**Description of the task:** Rewrite the passage of the stochastic calculus package message that starts at "On Fri, Jun" and ends after "are very welcome!", changing "pre-release" to "release candidate".
### Excerpt provided
[SciPy-Dev] Stochastic calculus package

josef.pktd at gmail.com josef.pktd at gmail.com
Fri Jun 15 14:37:59 EDT 2018


Sounds good,

One thing that immediately jumps into my eyes are the lower case class names.
I think using pep-8 capital/camel case would make it look more modern.
Only old fashioned packages like numpy and scipy still have the legacy
spelling (when developers thought python has to look like matlab :)

Josef



On Fri, Jun 15, 2018 at 1:51 PM, Maurizio Cipollina
<maurizio.cipollina at gmail.com> wrote:
> Hi everybody,
>
> following up on this conversation of some time ago, a pre-release of the
> package, renamed SdePy, is now available on pip
> (https://pypi.org/project/sdepy  ) and as a project on github
> (https://github.com/sdepy/sdepy ), version 1.0.0rc3. A short quickstart
> guide (https://sdepy.readthedocs.io/en/latest/intro.html#id2 ) is the
> easiest path to see what it does and what it does not. Any feedback,
> comments and suggestions are very welcome!
######
### Listed records
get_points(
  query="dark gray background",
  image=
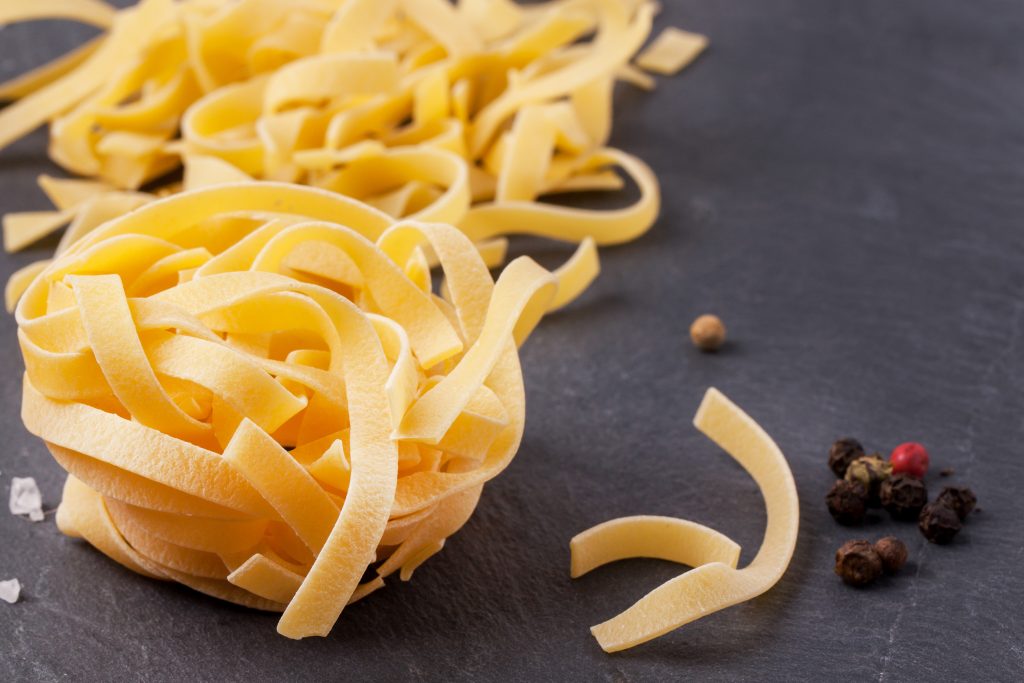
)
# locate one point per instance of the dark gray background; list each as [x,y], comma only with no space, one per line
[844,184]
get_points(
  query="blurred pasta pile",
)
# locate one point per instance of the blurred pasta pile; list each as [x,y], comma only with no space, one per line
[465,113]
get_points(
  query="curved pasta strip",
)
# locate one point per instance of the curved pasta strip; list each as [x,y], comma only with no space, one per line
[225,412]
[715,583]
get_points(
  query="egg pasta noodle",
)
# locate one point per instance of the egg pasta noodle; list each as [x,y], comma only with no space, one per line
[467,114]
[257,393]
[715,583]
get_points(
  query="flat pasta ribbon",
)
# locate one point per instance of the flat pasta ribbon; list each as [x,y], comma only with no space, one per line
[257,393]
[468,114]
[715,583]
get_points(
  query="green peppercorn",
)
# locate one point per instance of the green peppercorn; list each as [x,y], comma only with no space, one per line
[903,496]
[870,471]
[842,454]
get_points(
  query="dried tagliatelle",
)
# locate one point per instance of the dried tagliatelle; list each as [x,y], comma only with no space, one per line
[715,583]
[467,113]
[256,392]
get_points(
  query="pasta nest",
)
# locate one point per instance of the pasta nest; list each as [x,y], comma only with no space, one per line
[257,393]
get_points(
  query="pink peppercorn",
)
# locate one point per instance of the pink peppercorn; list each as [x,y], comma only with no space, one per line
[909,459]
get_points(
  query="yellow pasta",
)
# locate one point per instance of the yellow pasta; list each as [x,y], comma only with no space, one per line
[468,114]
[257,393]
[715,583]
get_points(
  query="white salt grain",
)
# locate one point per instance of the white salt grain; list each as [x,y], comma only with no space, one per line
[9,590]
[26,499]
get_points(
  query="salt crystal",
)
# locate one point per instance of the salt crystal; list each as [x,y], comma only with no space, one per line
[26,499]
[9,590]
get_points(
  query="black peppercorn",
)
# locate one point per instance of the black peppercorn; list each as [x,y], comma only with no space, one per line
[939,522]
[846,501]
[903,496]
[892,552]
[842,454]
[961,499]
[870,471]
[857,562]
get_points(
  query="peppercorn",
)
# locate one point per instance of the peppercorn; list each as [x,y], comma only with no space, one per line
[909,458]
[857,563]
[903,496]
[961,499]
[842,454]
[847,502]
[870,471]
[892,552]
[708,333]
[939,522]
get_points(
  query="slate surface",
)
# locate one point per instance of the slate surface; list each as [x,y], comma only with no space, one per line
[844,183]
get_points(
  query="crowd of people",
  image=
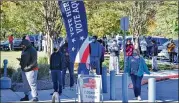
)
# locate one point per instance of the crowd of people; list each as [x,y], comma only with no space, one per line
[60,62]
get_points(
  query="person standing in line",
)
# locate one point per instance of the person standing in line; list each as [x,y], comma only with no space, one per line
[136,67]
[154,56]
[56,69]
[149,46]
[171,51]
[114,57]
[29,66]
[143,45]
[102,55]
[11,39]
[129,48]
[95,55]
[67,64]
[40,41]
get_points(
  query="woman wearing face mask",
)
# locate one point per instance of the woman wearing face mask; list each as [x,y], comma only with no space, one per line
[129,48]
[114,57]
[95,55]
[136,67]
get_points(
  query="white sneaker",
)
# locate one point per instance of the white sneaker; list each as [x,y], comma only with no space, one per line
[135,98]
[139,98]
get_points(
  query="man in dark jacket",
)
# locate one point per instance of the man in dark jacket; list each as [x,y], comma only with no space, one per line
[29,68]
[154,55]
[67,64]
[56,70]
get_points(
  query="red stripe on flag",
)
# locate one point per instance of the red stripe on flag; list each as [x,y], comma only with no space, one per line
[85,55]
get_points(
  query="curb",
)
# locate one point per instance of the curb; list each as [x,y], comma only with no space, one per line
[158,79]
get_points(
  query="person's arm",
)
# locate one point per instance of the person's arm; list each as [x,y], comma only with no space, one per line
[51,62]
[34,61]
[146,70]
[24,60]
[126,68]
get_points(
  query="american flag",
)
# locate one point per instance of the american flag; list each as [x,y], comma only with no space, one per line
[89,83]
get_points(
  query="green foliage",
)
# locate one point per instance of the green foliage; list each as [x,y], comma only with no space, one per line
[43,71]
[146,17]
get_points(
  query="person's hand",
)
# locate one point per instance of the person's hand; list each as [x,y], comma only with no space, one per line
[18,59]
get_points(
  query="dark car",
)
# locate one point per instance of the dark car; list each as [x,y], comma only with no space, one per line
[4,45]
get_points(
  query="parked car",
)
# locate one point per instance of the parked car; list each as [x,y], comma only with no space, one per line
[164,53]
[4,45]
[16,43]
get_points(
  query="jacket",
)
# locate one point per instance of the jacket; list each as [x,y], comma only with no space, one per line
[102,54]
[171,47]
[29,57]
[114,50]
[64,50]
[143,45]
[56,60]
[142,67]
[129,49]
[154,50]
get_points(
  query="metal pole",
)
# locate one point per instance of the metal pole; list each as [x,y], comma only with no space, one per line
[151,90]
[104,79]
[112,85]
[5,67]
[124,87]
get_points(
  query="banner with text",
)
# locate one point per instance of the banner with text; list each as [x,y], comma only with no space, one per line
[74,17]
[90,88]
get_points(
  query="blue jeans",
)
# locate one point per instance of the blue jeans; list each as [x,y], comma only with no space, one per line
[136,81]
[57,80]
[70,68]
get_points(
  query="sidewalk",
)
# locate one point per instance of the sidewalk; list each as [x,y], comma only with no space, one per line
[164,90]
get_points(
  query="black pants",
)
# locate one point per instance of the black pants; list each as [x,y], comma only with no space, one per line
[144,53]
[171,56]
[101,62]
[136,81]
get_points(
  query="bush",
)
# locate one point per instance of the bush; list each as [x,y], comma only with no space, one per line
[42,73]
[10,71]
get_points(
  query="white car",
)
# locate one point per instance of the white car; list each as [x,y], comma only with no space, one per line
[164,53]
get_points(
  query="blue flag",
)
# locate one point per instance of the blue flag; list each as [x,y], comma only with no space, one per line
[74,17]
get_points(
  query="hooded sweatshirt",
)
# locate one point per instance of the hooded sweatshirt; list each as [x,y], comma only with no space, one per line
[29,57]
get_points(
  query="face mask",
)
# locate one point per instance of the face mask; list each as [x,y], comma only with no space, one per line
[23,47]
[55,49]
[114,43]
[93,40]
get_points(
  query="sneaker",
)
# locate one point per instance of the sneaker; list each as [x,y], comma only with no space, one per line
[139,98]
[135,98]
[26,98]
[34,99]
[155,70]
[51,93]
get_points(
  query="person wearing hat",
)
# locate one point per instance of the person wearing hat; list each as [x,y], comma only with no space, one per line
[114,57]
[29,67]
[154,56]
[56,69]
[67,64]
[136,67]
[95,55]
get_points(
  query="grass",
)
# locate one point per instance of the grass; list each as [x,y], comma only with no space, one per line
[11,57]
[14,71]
######
**Solved problem:**
On Fri, Jun 15, 2018 at 1:51 PM, Maurizio Cipollina
<maurizio.cipollina at gmail.com> wrote:
> Hi everybody,
>
> following up on this conversation of some time ago, a release candidate of the
> package, renamed SdePy, is now available on pip
> (https://pypi.org/project/sdepy  ) and as a project on github
> (https://github.com/sdepy/sdepy ), version 1.0.0rc3. A short quickstart
> guide (https://sdepy.readthedocs.io/en/latest/intro.html#id2 ) is the
> easiest path to see what it does and what it does not. Any feedback,
> comments and suggestions are very welcome!